=== Your task ===
Gather every line in the data below that contains the word "counter", and copy each of those lines out in full.

=== Extracted data ===
Start

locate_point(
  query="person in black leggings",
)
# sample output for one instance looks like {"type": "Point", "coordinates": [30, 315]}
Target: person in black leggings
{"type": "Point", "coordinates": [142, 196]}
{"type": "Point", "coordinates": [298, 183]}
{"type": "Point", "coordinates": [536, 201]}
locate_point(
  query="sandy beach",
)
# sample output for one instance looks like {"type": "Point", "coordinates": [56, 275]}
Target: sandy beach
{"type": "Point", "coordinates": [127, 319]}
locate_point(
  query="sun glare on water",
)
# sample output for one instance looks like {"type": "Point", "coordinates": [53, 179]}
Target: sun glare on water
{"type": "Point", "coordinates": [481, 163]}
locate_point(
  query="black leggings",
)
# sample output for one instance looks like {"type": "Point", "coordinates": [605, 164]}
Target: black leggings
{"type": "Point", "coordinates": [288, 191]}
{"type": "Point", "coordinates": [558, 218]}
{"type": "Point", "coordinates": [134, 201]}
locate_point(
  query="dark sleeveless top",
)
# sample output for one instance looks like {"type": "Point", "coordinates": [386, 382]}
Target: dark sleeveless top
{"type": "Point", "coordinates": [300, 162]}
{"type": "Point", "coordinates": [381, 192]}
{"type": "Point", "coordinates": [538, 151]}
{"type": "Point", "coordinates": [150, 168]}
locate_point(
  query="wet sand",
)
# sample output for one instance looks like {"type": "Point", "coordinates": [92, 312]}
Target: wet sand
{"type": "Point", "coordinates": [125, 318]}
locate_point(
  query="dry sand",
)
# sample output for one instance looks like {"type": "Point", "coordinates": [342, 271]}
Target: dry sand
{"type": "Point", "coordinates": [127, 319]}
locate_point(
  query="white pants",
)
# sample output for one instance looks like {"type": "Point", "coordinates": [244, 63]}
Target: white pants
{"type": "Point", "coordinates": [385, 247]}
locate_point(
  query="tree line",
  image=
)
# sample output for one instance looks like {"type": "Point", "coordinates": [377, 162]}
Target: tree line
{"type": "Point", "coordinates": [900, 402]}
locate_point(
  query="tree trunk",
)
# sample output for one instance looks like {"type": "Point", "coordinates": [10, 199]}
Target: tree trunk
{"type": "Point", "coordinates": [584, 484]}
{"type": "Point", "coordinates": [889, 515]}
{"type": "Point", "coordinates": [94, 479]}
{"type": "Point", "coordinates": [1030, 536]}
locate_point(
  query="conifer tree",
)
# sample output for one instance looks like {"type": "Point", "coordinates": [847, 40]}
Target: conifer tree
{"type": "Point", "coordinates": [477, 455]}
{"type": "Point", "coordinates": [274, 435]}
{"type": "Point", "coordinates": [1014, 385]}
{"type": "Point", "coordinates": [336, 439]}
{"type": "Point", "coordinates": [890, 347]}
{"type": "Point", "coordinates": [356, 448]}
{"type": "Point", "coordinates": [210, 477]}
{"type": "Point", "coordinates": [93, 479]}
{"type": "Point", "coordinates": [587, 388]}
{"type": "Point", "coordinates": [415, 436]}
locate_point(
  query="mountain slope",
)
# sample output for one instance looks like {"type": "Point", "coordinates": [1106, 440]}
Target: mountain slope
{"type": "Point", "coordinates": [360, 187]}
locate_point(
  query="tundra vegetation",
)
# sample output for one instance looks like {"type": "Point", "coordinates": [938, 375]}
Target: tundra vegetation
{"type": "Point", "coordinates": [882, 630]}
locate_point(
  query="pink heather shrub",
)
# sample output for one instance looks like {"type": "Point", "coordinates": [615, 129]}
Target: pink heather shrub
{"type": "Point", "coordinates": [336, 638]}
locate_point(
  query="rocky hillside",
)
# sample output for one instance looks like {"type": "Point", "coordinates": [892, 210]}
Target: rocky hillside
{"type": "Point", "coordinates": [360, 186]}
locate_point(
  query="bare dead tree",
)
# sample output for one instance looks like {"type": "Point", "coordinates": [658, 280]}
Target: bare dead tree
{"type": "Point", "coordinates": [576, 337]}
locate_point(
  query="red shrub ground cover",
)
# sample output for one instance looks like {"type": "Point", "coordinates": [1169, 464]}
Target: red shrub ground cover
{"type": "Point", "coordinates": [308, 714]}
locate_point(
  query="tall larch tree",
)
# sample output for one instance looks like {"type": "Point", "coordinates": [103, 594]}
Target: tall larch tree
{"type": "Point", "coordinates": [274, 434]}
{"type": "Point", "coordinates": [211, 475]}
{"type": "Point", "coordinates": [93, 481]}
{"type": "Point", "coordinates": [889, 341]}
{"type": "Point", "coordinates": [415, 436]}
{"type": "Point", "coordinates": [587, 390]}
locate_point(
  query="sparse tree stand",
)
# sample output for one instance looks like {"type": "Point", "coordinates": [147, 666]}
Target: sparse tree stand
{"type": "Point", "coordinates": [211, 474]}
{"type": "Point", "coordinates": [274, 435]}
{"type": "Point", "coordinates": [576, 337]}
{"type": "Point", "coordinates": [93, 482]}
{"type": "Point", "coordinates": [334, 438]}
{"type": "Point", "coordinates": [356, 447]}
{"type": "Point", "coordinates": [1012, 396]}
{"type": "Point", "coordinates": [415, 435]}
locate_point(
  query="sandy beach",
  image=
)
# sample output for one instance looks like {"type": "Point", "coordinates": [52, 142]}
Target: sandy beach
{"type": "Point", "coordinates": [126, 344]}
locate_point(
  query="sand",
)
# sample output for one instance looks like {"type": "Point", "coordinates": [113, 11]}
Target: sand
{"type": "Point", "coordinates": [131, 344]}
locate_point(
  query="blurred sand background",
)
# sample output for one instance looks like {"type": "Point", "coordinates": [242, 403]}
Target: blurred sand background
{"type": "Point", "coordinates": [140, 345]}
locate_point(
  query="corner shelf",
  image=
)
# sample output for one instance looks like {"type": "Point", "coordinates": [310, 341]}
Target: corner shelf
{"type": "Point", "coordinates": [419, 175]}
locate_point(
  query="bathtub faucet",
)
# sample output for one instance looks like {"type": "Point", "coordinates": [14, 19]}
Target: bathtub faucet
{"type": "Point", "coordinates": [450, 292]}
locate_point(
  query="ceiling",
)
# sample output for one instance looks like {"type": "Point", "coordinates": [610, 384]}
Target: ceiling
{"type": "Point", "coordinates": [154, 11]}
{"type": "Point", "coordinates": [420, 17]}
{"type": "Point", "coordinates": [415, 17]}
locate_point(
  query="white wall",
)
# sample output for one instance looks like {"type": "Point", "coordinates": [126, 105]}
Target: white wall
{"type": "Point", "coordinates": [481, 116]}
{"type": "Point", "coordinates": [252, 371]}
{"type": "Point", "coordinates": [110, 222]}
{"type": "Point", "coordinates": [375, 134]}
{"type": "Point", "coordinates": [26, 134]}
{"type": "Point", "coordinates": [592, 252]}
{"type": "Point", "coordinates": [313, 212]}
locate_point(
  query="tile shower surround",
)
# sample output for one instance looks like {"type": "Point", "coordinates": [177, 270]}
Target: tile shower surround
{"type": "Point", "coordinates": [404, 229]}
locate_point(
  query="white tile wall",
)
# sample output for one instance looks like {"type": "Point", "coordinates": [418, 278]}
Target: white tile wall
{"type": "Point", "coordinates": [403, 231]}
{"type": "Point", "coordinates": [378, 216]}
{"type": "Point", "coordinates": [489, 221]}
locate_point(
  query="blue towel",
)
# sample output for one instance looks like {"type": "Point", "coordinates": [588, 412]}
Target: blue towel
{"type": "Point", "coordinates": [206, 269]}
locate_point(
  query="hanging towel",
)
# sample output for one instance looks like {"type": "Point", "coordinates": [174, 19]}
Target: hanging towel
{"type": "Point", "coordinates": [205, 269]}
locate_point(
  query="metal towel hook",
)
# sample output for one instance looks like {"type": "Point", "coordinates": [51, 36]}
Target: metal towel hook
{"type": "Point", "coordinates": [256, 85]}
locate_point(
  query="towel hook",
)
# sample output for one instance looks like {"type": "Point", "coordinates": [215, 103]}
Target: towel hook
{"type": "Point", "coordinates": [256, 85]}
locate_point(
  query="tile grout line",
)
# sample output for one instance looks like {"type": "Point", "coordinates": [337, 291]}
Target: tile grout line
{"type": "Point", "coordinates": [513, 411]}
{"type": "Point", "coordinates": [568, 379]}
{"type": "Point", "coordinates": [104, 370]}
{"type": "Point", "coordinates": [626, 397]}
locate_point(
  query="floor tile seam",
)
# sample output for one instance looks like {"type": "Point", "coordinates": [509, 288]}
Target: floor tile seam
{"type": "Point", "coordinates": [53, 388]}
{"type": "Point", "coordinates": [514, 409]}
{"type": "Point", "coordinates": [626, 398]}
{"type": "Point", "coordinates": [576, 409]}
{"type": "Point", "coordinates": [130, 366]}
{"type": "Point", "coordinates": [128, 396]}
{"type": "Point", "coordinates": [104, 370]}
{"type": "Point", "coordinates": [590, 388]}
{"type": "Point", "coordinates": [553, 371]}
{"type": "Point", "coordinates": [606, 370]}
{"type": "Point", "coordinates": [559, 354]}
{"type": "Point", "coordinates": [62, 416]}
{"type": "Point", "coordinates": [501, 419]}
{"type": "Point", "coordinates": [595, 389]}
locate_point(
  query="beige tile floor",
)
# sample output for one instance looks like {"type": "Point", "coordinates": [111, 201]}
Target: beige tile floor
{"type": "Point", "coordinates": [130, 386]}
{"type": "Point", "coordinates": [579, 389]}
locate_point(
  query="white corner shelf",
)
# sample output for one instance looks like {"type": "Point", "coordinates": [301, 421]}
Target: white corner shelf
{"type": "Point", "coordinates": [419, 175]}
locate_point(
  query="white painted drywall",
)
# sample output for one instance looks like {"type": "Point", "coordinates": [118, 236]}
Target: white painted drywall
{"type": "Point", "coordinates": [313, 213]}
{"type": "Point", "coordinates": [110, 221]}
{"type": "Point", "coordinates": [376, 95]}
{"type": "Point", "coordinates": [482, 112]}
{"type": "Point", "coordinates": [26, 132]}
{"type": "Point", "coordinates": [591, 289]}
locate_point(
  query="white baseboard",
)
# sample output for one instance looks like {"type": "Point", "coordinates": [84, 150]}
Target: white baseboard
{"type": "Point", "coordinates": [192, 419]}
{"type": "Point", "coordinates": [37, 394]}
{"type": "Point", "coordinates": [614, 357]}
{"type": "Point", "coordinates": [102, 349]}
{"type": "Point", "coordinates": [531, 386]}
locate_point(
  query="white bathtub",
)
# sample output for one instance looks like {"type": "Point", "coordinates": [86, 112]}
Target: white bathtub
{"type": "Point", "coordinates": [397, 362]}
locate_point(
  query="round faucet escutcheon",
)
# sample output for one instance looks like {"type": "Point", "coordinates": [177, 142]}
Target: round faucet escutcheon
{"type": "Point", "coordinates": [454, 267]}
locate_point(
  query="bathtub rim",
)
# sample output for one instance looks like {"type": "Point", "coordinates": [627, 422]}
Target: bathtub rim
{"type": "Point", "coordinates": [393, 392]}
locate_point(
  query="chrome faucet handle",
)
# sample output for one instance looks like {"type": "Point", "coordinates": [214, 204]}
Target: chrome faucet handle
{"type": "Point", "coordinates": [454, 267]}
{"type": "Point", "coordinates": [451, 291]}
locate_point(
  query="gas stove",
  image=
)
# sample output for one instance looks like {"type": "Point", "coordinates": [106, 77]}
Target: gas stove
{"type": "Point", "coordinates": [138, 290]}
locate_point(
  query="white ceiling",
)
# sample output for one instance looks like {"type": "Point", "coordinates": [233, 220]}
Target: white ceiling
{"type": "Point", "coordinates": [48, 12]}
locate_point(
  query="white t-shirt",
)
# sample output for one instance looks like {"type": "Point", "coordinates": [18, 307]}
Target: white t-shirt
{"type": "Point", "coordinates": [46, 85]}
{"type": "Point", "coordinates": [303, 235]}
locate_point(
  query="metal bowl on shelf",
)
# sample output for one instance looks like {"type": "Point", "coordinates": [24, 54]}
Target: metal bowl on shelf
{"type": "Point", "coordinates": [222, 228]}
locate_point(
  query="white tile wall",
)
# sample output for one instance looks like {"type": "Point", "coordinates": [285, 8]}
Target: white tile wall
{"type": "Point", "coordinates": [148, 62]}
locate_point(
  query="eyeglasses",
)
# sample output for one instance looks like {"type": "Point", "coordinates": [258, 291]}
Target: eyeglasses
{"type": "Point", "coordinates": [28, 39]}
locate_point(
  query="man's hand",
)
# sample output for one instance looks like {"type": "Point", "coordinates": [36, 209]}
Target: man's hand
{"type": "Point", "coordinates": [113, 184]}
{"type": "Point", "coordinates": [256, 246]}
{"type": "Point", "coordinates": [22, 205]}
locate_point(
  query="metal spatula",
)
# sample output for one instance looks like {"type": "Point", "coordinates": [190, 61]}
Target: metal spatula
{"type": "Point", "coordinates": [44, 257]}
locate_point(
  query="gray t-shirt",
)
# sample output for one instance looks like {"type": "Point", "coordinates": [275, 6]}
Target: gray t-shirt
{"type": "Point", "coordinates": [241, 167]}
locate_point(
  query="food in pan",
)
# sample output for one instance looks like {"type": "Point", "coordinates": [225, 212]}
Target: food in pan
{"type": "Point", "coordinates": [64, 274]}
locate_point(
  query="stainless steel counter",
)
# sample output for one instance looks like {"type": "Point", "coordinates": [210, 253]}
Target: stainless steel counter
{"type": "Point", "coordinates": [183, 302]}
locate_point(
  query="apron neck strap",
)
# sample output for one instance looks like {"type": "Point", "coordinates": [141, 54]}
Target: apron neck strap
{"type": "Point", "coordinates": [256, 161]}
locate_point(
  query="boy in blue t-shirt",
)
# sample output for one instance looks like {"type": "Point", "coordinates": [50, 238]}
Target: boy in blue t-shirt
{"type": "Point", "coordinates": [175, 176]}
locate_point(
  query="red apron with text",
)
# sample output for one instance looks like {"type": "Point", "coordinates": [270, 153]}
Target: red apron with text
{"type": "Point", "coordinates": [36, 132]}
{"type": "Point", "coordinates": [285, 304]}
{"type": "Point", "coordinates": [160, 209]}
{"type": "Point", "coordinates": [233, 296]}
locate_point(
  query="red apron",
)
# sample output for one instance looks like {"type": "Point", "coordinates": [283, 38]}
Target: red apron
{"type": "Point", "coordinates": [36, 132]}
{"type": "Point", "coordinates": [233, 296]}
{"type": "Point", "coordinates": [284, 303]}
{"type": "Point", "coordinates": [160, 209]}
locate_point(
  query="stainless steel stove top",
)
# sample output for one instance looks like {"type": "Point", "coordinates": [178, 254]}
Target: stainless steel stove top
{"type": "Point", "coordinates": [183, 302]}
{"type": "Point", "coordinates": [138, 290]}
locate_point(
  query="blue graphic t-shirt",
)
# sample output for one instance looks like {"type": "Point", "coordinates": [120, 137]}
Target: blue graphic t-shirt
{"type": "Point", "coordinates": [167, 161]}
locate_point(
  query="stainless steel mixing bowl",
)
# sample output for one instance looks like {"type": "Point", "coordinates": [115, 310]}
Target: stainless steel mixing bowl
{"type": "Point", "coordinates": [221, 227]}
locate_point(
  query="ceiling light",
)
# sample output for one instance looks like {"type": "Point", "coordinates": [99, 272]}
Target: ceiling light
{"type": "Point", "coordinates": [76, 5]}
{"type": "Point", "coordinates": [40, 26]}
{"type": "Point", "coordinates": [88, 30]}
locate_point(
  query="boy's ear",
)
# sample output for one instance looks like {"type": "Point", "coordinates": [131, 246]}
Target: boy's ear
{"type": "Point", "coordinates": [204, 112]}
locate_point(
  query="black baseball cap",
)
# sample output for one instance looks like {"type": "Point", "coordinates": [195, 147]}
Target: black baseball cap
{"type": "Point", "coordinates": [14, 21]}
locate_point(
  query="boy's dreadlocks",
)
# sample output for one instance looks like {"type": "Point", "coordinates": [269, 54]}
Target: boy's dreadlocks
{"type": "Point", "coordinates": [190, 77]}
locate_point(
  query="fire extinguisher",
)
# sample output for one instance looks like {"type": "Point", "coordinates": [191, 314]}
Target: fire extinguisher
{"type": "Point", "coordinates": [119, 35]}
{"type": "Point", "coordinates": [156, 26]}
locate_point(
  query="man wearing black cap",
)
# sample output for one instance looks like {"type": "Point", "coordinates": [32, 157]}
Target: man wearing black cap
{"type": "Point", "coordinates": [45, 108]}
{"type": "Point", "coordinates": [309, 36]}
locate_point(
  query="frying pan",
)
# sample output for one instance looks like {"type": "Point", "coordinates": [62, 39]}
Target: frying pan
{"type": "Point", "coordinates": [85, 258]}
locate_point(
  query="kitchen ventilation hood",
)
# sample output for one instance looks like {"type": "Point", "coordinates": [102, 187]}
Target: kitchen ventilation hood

End

=== Output of the task ===
  query="stainless steel counter",
Target: stainless steel counter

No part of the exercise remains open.